** Opening Provided passage block **

Valgrind flagging an issue

ericrhenry · May 15, 2020, 3:46pm

This may be a non-issue ultimately, but I’ve come to take valgrind analyses quite seriously. I am running a batched optimization (CPU only) on Linux, using the C++ frontend of a Pytorch 1.5 build. Upon initialization I get

==6595== Syscall param sched_setaffinity(mask) points to unaddressable byte(s)
==6595== at 0x7316989: syscall (in /lib64/libc-2.30.so)
==6595== by 0x1585EE11: __kmp_affinity_determine_capable (in /usr/lib64/libomp.so)
==6595== by 0x1581B61F: __kmp_env_initialize(char const*) (in /usr/lib64/libomp.so)
==6595== by 0x15807BAE: __kmp_do_serial_initialize() (in /usr/lib64/libomp.so)
==6595== by 0x15808374: __kmp_get_global_thread_id_reg (in /usr/lib64/libomp.so)
==6595== by 0x157F4DE6: __kmpc_global_thread_num (in /usr/lib64/libomp.so)
==6595== by 0xFA6AF05: at::native::randperm_out_cpu(at::Tensor&, long, at::Generator*) (in /usr/lib64/libtorch_cpu.so)
==6595== by 0xFD20856: at::CPUType::randperm_out_generator_out(at::Tensor&, long, at::Generator*) (in /usr/lib64/libtorch_cpu.so)
==6595== by 0xFA7AA40: at::Tensor& c10::KernelFunction::callUnboxed<at::Tensor&, at::Tensor&, long, at::Generator*>(c10::OperatorHandle const&, at::Tensor&, long, at::Generator*) const (in /usr/lib64/libtorch_cpu.so)
==6595== by 0xFA6A9DF: at::native::randperm(long, at::Generator*, c10::TensorOptions const&) (in /usr/lib64/libtorch_cpu.so)
==6595== by 0xFA6A89D: at::native::randperm(long, c10::TensorOptions const&) (in /usr/lib64/libtorch_cpu.so)
==6595== by 0xFE2B5A4: at::TypeDefault::randperm(long, c10::TensorOptions const&) (in /usr/lib64/libtorch_cpu.so)
==6595== Address 0x0 is not stack’d, malloc’d or (recently) free’d

When I step beyond the error, execution appears to continue without any issues. (At least nothing crashes and burns.) The complaint appears to be triggered deep inside libomp.so, which may mean it’s not really a pytorch issue at all, in which case it passes upstream.
I would just ignore this, except that the man page for the sched_setaffinity call says nothing about what happens when the mask is a nullptr.

** Closing Provided passage block **

> _Assignment 1_: Copy these lines from the records verbatim, starting at the line that contains "Each <instance> block" and ending after the line that contains "positive clicks: (5, 158)".

** Opening Exercise materials block **

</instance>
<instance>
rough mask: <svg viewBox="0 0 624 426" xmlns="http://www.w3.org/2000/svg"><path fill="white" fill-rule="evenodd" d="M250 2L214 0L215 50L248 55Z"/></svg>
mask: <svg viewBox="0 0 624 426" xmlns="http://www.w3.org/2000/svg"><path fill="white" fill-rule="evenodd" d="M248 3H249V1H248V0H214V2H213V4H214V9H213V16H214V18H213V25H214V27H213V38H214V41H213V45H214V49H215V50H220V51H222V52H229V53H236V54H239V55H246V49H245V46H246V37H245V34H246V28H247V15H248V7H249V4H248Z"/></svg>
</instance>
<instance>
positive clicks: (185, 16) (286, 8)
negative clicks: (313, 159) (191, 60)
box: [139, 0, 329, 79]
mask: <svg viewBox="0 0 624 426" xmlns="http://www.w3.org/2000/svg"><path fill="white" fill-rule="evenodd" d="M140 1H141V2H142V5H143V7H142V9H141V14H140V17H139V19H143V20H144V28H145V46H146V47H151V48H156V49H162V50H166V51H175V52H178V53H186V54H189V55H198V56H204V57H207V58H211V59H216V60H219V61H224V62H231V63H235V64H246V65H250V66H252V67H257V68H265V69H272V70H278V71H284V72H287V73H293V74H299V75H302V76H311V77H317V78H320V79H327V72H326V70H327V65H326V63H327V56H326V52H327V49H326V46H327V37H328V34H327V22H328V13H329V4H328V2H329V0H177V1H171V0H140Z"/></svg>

** Closing Exercise materials block **
** Opening Exercise materials block **

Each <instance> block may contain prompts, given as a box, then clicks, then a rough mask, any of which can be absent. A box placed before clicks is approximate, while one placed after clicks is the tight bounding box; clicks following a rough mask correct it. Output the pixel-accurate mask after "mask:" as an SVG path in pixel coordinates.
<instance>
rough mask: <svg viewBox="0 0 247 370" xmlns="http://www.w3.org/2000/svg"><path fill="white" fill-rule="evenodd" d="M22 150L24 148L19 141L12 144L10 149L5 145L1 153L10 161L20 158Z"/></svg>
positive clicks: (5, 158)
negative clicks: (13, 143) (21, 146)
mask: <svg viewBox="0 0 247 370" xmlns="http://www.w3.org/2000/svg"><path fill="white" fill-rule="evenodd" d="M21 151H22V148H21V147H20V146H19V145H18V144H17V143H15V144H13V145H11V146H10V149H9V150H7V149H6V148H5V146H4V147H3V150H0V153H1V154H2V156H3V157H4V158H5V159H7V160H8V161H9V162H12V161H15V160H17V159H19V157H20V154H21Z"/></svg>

** Closing Exercise materials block **
** Opening Exercise materials block **

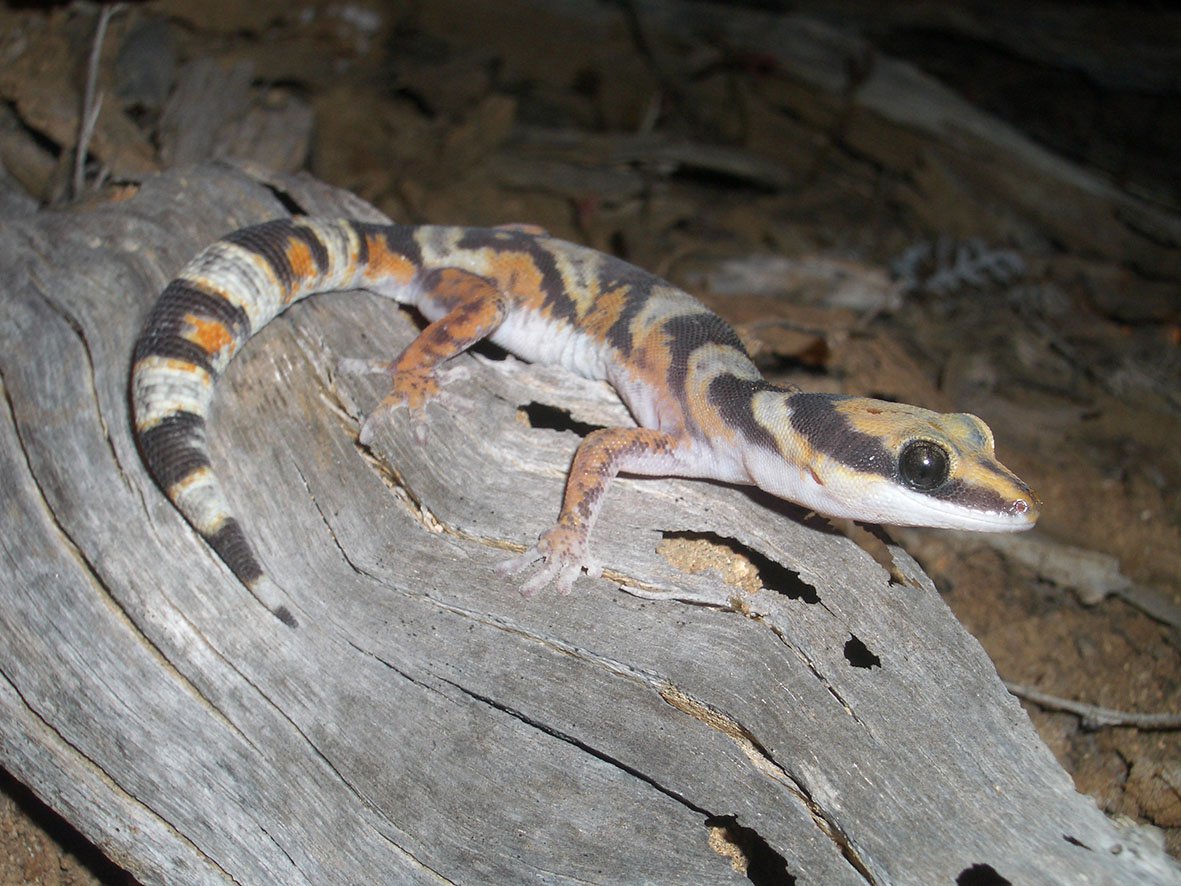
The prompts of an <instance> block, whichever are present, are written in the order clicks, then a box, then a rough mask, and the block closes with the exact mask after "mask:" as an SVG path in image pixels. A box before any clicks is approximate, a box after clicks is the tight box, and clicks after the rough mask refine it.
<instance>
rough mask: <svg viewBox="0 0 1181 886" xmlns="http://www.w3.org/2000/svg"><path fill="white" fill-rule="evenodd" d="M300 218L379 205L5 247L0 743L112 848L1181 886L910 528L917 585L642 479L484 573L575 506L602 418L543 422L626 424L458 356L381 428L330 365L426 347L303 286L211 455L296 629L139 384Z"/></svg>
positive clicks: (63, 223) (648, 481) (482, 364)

** Closing Exercise materials block **

> _Assignment 2_: In the forum thread about the Valgrind warning, whose man page does the poster say says nothing about what happens when the mask is a nullptr?

> _Output 1_:
Each <instance> block may contain prompts, given as a box, then clicks, then a rough mask, any of which can be absent. A box placed before clicks is approximate, while one placed after clicks is the tight bounding box; clicks following a rough mask correct it. Output the pixel-accurate mask after "mask:" as an SVG path in pixel coordinates.
<instance>
rough mask: <svg viewBox="0 0 247 370" xmlns="http://www.w3.org/2000/svg"><path fill="white" fill-rule="evenodd" d="M22 150L24 148L19 141L12 144L10 149L5 145L1 153L10 161L20 158Z"/></svg>
positive clicks: (5, 158)

> _Output 2_: The man page for the sched_setaffinity call.